- EXERCISE REQUIREMENTS -
Count the lines in the entries below that contain the string "woman". Reply with the number alone.
*** STORED RECORDS ***
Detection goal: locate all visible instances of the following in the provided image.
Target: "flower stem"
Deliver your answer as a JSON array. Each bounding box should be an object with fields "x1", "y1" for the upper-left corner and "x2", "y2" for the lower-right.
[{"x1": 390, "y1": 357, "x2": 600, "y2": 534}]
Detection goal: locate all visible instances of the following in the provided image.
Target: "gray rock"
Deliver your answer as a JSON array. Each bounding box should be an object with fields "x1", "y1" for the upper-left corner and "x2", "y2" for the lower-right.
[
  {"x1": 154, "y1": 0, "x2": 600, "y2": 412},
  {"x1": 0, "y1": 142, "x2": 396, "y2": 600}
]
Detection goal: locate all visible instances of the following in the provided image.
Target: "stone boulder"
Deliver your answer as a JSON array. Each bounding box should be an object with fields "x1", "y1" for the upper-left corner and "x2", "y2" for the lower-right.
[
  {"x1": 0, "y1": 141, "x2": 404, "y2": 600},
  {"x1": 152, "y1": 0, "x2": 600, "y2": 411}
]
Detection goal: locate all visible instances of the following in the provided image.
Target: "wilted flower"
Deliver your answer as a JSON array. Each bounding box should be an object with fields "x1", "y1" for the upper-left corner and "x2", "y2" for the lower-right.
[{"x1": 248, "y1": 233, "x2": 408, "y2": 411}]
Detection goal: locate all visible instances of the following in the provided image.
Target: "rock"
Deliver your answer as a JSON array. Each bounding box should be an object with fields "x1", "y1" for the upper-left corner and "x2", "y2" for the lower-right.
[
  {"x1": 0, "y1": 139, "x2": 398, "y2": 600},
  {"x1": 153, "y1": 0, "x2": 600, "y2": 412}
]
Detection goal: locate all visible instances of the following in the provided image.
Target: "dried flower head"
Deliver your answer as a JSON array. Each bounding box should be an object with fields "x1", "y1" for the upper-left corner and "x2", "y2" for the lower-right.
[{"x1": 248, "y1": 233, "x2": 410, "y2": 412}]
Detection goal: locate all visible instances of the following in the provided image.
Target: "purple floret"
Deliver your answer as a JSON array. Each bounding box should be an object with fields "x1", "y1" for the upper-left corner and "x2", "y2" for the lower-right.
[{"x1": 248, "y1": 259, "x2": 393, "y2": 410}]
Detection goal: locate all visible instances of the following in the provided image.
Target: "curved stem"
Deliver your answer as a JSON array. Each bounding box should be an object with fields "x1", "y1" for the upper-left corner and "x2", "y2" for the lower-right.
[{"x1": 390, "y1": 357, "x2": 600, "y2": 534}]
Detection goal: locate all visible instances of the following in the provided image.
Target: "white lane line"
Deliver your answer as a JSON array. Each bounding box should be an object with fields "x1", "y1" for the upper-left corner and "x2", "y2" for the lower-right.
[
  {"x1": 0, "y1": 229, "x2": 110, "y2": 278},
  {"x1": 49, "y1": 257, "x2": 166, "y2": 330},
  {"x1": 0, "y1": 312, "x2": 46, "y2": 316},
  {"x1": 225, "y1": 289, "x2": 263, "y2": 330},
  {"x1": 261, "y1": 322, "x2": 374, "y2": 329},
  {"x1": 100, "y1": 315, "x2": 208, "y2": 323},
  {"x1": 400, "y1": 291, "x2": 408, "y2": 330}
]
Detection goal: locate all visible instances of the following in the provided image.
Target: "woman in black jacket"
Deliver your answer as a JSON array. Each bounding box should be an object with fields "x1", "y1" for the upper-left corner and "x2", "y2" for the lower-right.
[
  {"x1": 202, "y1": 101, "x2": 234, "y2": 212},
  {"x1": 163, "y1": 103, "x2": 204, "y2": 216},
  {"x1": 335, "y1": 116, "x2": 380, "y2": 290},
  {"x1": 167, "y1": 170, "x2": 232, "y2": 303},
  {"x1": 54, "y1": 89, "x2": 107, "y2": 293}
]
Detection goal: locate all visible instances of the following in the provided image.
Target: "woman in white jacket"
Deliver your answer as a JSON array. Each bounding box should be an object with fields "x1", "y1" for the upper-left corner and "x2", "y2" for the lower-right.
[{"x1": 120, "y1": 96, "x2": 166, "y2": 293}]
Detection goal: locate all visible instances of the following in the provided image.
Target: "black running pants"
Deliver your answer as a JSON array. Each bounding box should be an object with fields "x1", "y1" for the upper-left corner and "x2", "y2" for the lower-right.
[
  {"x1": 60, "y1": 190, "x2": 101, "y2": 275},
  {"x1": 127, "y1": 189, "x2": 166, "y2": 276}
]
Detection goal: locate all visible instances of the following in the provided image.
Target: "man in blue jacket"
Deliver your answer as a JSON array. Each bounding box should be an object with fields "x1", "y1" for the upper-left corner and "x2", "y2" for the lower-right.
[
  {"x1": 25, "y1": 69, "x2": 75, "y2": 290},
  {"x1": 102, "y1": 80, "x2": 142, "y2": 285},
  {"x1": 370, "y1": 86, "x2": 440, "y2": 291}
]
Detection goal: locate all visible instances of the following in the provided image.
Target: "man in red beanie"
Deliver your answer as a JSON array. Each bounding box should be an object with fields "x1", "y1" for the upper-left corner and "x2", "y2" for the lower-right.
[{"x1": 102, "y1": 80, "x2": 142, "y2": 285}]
***
- FINAL RESULT -
2